SHORT PROBLEM:
Reproduce the listing below word for word, from its first line to its last.

☆ ☆ ☆ ☆ ☆ ☆ ☆

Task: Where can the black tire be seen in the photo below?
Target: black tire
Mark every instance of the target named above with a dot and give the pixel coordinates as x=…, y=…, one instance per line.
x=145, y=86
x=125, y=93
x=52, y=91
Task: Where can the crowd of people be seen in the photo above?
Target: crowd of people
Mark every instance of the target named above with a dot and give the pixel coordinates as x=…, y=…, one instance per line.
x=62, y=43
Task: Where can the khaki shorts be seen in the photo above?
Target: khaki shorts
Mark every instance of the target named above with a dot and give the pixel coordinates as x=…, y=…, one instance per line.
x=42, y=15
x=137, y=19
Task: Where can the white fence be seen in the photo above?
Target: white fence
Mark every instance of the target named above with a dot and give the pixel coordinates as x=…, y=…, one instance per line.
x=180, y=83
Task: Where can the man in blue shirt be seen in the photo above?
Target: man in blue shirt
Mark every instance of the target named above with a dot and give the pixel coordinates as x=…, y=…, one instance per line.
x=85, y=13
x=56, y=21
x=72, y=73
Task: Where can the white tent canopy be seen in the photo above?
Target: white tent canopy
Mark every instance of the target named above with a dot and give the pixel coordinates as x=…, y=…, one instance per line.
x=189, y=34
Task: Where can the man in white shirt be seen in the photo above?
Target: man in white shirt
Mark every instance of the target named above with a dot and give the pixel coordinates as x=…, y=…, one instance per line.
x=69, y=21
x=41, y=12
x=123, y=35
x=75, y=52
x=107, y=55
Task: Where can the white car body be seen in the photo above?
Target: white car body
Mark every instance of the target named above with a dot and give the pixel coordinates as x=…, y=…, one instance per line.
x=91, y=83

☆ ☆ ☆ ☆ ☆ ☆ ☆

OUTPUT FOR THIS EXERCISE:
Task: Where can the black tire be seen in the photo below?
Target: black tire
Mark every instance of the target named above with a dot and give the pixel coordinates as x=…, y=…, one instance per line.
x=145, y=86
x=125, y=93
x=52, y=91
Task: Where can the crowd of people be seen in the photo above?
Target: crowd of people
Mark every instance of the target named above with a dot and give the pixel coordinates as x=…, y=…, one instance per line.
x=62, y=43
Task: Where can the khaki shorts be seen in the photo above?
Target: khaki shorts
Mark every instance of the target named above with a dot and give the pixel coordinates as x=…, y=…, one instance per line.
x=42, y=15
x=137, y=19
Task: Where can the white fence be seen in the photo above?
Target: white fence
Mark every instance of the target named above with a dot and give the pixel coordinates as x=…, y=…, one instance per line.
x=180, y=83
Task: Where can the man in blue shirt be seen in the photo above?
Target: man in blue shirt
Mark every instance of the target named above with a dot and give the pixel coordinates as x=…, y=…, one instance per line.
x=85, y=13
x=56, y=21
x=72, y=73
Task: Where can the white tent canopy be seen in the photo above?
Target: white tent canopy
Mark every instance of the target named above with a dot and give the pixel coordinates as x=…, y=…, one instance per line.
x=189, y=34
Task: Where can the man in white shirt be seen in the photo above?
Target: man in white shirt
Mark every instance of the target named above with a dot and give the pixel coordinates as x=…, y=…, one instance per line.
x=69, y=21
x=41, y=12
x=123, y=35
x=75, y=52
x=107, y=55
Task: Where can the white car body be seen in the photo above?
Target: white car body
Mark every instance of the target named above with a dot and give the pixel coordinates as x=…, y=…, one instance per line.
x=91, y=83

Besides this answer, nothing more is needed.